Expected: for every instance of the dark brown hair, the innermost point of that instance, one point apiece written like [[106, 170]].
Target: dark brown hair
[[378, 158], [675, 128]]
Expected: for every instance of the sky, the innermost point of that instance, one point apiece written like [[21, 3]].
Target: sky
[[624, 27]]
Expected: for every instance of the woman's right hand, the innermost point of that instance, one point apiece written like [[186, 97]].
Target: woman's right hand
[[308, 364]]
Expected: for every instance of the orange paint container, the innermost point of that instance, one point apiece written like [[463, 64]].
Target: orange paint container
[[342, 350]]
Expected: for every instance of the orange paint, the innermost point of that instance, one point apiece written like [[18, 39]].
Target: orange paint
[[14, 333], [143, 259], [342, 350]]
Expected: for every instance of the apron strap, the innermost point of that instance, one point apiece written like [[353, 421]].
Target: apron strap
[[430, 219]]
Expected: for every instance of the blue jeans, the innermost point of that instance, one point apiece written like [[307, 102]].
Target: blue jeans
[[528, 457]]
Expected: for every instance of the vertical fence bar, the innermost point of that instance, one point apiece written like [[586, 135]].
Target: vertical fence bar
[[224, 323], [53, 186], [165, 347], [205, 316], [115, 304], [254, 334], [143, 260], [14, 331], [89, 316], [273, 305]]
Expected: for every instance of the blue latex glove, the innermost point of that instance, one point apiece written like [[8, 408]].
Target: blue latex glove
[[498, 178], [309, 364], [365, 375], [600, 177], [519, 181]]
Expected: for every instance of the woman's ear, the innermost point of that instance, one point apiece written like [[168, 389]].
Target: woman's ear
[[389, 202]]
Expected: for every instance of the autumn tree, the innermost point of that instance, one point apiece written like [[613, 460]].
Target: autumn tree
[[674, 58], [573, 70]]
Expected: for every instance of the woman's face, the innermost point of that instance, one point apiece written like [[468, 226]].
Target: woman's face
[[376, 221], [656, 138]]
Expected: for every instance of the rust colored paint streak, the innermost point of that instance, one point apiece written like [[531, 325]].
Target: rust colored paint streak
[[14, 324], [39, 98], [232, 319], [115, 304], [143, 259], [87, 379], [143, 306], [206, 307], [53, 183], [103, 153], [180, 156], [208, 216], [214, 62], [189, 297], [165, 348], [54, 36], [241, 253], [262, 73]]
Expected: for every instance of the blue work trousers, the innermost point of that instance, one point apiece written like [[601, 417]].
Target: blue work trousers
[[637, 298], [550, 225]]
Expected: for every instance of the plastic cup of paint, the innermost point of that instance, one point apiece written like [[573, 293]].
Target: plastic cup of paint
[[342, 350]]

+===+

Return exactly, and only, the lines above starting at the line that contains "Target: orange paint container" and ending at the line that contains "Expected: for every instance of the vertical".

Target: orange paint container
[[342, 350]]
Expected: for every instance of the orange paint, the innermost point of that instance, one point apiece written like [[18, 39]].
Target: orange paint
[[14, 333], [143, 259], [342, 350]]
Expected: for every instance of the apron strap, the innermost point of that instance, one point apiece written like [[353, 421]].
Target: apron strap
[[430, 219]]
Expected: for every instance of the blue jeans, the innermost point of that instance, one point apiece written like [[307, 102]].
Target: blue jeans
[[528, 457]]
Expected: for every instance of the vertical fence bar, the innermost point of that instance, one point apiece written like [[586, 135]].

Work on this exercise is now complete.